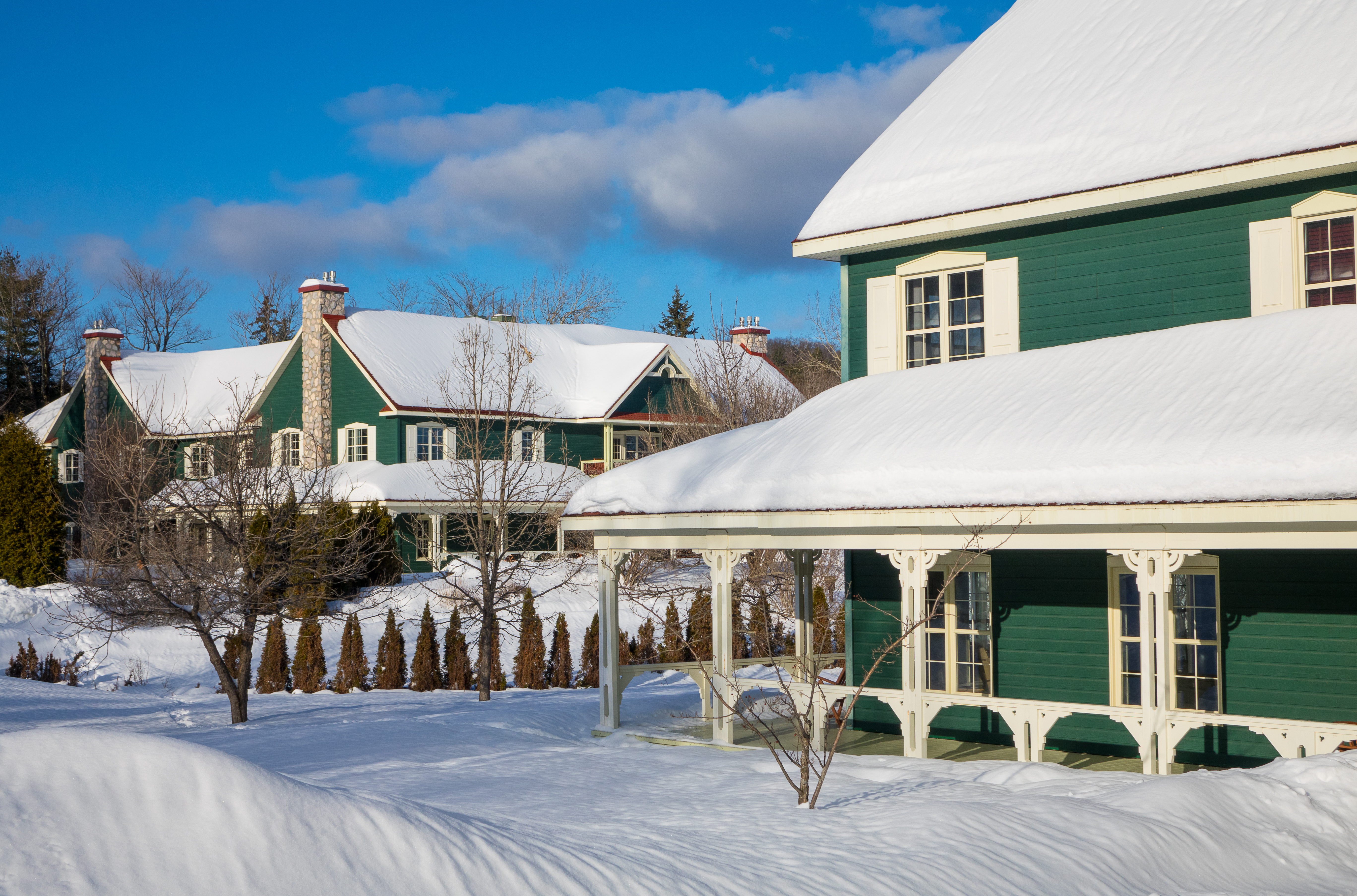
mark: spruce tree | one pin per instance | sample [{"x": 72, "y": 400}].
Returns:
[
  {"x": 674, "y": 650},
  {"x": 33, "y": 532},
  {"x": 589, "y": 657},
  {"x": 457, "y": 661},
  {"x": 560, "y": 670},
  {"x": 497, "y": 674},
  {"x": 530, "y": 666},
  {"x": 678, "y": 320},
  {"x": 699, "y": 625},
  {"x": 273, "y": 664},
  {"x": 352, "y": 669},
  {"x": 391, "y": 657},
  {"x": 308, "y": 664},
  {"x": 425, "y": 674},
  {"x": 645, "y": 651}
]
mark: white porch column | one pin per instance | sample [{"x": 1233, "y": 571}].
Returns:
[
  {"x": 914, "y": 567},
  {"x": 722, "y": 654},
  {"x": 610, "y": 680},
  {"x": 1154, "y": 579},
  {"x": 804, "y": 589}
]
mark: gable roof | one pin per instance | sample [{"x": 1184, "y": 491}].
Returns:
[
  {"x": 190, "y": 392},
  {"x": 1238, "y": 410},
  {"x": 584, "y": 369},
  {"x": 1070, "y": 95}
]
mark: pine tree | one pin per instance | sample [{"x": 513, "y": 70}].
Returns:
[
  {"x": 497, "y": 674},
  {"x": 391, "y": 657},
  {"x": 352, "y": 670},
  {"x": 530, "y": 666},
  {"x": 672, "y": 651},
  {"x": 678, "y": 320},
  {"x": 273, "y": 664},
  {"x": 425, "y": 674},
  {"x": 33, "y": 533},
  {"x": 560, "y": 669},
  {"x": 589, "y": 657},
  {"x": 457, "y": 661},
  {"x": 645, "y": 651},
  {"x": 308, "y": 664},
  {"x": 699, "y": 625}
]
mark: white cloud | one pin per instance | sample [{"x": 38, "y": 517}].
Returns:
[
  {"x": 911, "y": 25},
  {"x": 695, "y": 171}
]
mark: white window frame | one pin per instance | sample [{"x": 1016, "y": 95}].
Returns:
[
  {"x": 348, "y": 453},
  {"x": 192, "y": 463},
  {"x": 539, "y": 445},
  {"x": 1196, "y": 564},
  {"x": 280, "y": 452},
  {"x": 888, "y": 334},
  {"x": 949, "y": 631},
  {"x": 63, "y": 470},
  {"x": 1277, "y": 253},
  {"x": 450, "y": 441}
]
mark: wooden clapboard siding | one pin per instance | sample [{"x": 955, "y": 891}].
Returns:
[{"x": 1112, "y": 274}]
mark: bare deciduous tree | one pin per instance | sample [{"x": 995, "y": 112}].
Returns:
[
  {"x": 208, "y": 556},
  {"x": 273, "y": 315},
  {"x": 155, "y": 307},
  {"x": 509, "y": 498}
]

■ What the exercise asks: Set down the lines from the one with "mark: white window" through the end of the data above. Keep each exactly as written and add no other line.

■ Answer box:
mark: white window frame | one pin per instance | sample [{"x": 1016, "y": 95}].
Returns:
[
  {"x": 348, "y": 453},
  {"x": 192, "y": 463},
  {"x": 539, "y": 445},
  {"x": 1196, "y": 564},
  {"x": 280, "y": 452},
  {"x": 888, "y": 334},
  {"x": 949, "y": 631},
  {"x": 63, "y": 470},
  {"x": 1277, "y": 253},
  {"x": 450, "y": 441}
]
mark: wooden clapboard siding | one pin per instance | sample [{"x": 955, "y": 891}].
Returns:
[{"x": 1112, "y": 274}]
mark: bare deciduous tree | one pin per instance | sample [{"x": 995, "y": 112}].
Returns:
[
  {"x": 208, "y": 556},
  {"x": 273, "y": 315},
  {"x": 155, "y": 307},
  {"x": 509, "y": 498}
]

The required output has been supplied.